Items from a dataset:
= = = = =

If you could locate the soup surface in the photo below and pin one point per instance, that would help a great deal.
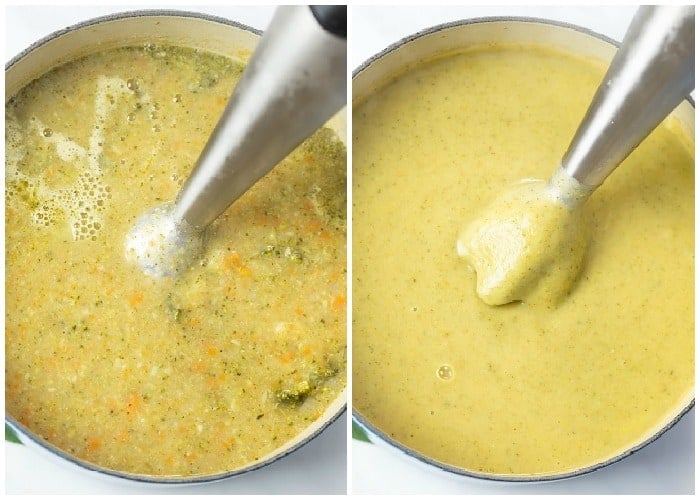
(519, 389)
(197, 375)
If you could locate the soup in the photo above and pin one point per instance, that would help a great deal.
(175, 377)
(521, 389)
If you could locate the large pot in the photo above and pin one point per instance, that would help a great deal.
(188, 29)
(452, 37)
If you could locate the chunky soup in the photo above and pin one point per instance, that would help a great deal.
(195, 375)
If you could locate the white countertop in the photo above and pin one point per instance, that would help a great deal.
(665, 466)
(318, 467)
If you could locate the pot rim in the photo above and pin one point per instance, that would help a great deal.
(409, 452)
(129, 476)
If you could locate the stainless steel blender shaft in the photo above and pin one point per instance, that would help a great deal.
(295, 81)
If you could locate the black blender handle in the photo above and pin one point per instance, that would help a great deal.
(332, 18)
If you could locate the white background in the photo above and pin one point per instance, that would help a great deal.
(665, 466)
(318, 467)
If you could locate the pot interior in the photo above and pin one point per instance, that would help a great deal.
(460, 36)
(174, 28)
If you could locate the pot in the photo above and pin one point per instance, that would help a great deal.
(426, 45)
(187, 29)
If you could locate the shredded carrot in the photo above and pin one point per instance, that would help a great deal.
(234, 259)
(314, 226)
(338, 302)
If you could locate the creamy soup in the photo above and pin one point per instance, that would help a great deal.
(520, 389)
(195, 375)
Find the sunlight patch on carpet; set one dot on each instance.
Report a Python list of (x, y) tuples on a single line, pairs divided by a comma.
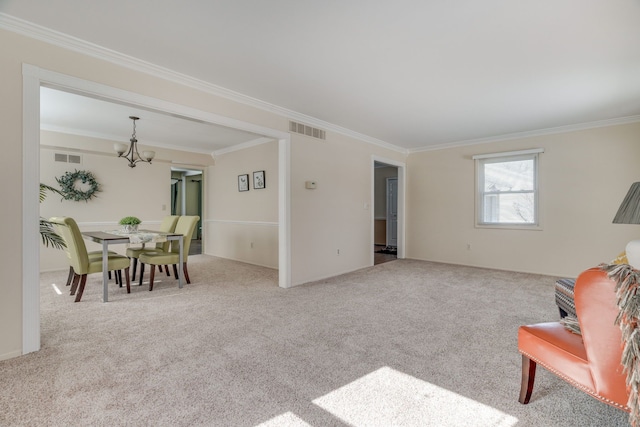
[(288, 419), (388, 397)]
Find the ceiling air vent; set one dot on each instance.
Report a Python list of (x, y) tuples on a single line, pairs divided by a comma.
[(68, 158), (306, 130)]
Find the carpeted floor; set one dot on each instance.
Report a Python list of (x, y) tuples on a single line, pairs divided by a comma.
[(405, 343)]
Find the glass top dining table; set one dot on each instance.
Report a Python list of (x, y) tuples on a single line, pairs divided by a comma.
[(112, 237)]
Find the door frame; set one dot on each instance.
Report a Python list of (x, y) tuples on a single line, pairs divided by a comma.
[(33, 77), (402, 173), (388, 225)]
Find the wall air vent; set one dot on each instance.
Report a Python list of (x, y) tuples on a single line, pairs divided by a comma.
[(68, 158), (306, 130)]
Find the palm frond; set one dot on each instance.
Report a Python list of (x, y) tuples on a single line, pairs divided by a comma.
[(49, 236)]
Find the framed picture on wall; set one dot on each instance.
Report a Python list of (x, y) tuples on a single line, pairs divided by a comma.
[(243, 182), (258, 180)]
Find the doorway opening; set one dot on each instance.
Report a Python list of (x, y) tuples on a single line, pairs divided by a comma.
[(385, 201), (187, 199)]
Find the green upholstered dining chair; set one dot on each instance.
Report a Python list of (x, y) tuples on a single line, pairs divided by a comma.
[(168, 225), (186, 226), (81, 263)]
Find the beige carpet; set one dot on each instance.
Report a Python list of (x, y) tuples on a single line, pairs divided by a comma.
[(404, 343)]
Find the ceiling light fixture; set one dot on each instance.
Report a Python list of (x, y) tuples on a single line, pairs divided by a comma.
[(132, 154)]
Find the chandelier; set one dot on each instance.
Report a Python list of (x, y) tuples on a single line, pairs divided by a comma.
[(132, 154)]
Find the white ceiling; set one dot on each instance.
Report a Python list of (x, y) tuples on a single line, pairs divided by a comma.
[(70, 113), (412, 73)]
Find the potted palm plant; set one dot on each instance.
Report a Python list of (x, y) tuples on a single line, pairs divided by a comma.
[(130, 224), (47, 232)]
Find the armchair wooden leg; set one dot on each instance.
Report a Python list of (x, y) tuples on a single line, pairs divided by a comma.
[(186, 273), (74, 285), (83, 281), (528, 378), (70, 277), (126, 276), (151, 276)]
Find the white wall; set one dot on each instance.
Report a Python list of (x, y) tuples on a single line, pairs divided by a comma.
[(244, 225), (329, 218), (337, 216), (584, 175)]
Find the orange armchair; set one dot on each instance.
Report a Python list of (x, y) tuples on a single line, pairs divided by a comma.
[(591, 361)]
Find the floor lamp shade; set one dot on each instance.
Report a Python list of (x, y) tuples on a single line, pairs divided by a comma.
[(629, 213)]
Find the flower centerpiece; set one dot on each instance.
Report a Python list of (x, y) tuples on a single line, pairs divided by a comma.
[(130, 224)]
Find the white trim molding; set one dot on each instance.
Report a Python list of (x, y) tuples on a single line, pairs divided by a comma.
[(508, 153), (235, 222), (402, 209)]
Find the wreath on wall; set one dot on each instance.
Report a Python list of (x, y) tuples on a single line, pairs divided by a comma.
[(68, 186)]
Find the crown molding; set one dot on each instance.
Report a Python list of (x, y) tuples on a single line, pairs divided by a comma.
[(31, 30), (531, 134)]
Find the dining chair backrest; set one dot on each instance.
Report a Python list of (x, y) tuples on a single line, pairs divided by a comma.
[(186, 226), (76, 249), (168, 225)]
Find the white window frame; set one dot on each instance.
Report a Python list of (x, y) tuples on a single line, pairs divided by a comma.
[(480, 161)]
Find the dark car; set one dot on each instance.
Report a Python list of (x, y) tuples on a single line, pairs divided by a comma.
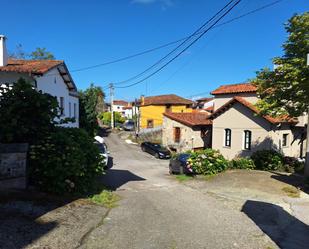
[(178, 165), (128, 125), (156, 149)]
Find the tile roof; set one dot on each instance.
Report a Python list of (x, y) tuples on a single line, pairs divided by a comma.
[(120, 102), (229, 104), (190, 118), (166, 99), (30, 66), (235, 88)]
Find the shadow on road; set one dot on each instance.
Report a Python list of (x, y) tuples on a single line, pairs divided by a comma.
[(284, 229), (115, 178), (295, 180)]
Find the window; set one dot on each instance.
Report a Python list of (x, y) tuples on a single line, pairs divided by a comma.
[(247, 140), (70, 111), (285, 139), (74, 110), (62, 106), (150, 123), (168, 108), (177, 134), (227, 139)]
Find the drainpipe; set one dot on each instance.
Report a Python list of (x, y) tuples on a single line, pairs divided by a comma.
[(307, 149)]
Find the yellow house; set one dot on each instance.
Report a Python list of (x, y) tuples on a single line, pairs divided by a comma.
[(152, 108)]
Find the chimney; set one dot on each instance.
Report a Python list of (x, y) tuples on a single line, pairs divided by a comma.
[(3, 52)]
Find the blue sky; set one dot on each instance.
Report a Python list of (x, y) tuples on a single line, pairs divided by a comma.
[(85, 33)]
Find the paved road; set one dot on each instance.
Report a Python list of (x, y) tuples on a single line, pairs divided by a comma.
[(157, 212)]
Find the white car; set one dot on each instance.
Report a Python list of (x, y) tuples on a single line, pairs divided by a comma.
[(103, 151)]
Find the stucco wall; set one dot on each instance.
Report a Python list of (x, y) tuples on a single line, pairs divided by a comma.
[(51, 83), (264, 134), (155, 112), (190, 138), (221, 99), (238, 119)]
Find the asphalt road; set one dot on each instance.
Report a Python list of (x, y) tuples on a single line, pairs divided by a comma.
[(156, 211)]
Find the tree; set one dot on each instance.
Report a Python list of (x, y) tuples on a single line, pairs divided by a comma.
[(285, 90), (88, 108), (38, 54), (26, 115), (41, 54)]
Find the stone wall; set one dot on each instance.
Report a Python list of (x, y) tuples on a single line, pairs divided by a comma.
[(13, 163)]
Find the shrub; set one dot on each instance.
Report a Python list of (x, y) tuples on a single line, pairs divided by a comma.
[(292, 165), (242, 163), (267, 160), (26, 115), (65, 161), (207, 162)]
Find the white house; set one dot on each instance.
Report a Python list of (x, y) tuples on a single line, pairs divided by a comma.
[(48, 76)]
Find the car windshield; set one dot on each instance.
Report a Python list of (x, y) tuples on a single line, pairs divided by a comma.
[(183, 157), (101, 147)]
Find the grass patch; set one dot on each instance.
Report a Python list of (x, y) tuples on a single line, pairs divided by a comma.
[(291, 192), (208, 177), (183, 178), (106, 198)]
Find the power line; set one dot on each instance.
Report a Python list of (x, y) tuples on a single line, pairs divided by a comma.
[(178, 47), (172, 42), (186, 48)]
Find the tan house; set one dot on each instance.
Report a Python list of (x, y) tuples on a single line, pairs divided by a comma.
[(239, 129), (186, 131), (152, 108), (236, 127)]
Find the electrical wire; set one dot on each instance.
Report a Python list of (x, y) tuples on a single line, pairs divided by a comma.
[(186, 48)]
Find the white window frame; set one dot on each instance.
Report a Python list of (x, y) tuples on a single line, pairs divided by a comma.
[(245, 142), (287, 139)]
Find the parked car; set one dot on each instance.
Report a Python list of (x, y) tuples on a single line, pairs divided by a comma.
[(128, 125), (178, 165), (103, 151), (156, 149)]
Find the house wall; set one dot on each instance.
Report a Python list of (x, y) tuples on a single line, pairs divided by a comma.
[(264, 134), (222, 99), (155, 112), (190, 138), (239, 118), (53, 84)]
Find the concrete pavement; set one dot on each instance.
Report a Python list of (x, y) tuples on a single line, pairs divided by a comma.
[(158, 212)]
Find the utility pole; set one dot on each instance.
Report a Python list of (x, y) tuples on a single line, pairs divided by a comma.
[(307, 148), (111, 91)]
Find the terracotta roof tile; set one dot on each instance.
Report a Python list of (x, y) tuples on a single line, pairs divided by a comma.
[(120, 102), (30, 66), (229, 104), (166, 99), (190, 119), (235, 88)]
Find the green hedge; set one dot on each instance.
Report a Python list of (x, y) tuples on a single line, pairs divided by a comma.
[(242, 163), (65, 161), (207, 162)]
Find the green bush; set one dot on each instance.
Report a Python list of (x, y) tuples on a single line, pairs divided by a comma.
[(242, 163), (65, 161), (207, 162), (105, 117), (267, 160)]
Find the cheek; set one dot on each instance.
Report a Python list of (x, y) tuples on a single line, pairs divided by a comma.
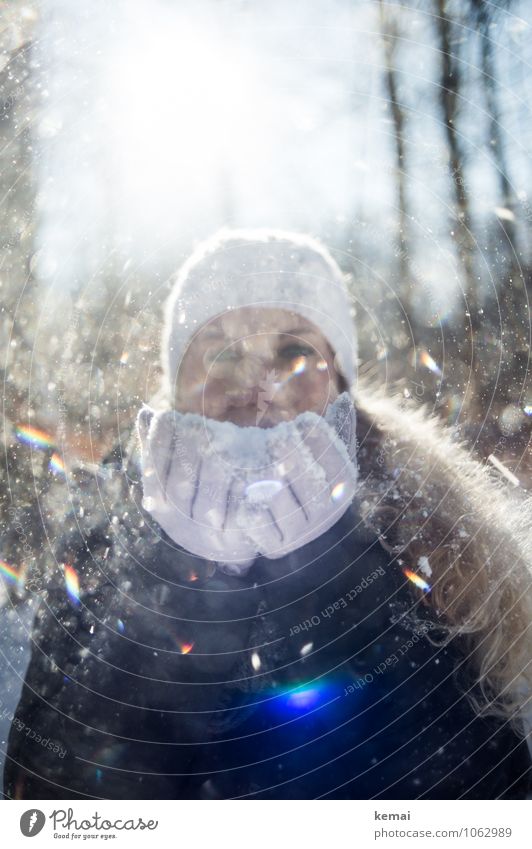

= = = = =

**Goal of the exercise**
Could you restate word for word the lines above from the one containing "Find the white car;" through the one containing "Find the stucco", both included, and nothing else?

**Exercise solution**
Find the white car; set one dot on each instance.
Report a Python list of (x, y) tuples on a single line, pairs divided by a comma.
[(103, 151)]
Find the stucco wall; set one dot on each instance.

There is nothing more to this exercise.